▼
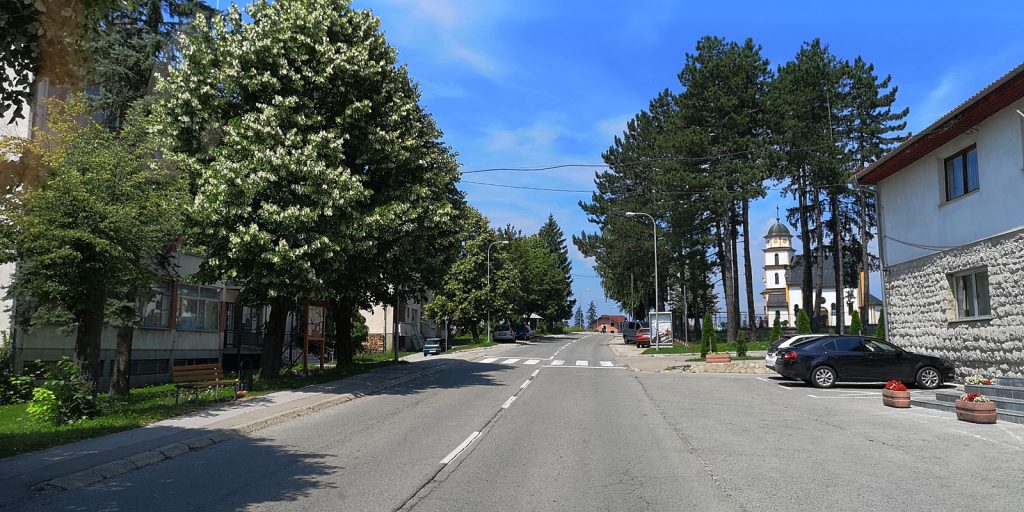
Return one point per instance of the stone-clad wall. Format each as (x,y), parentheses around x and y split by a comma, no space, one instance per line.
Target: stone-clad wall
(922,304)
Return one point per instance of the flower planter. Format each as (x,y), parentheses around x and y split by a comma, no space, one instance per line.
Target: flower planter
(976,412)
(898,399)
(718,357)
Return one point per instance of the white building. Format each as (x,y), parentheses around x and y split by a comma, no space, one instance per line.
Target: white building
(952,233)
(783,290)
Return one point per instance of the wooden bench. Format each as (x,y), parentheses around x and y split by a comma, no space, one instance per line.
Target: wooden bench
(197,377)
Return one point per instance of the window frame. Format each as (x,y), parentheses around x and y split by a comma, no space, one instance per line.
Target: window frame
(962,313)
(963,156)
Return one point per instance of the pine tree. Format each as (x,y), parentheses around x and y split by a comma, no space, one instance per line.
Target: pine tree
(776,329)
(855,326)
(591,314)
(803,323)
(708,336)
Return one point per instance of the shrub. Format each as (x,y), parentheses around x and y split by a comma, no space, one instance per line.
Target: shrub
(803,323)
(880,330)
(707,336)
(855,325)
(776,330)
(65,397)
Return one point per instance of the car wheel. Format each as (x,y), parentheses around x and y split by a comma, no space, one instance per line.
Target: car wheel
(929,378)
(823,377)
▲
● **Instructions for the task**: Copy the records exactly. Skip the pictures.

● **The answer**:
Return one point per instance of the stone-clad wall. Format each as (x,y), parentheses around x and y split by a comma, no space, one instance per line.
Target: stone-clad wall
(922,304)
Return one point per instance of the flower planter. Format each as (x,y), parentheses around x and y split by a comma, no space, one instance per line.
Target: flower planter
(976,412)
(898,399)
(718,357)
Return one point per instance of the white building. Format each as (x,y), parentheses around x and y split by a comma, no space, one instance per line.
Target: white building
(952,233)
(783,290)
Return one point per instance of the wooden bench. Format each as (x,y), parentheses around x and y split by a comma, no space, one instance per line.
Target: wooden bench
(197,377)
Return one point per instance of the window frame. Format each as (x,y), parentheses around x and y split by a comma, no space, one instance per line.
Target: window frame
(962,313)
(963,156)
Return one point per instance of the pine tree. Format each as (x,y), parentheses around x and y split by a comma, no space, one instance per line.
Target: pine tree
(776,329)
(855,326)
(591,314)
(803,323)
(708,336)
Return one point per instance of the shrub. Format each as (x,y), parentheses around x and y split by a comma, no space, one instance per line.
Target: shrub
(803,323)
(880,330)
(707,336)
(855,325)
(776,330)
(65,397)
Return one point per instance of the car wheel. Format each as (x,y), parentheses around x and y split by a comma, no space, one instance per line.
Target: car wheel
(929,378)
(823,377)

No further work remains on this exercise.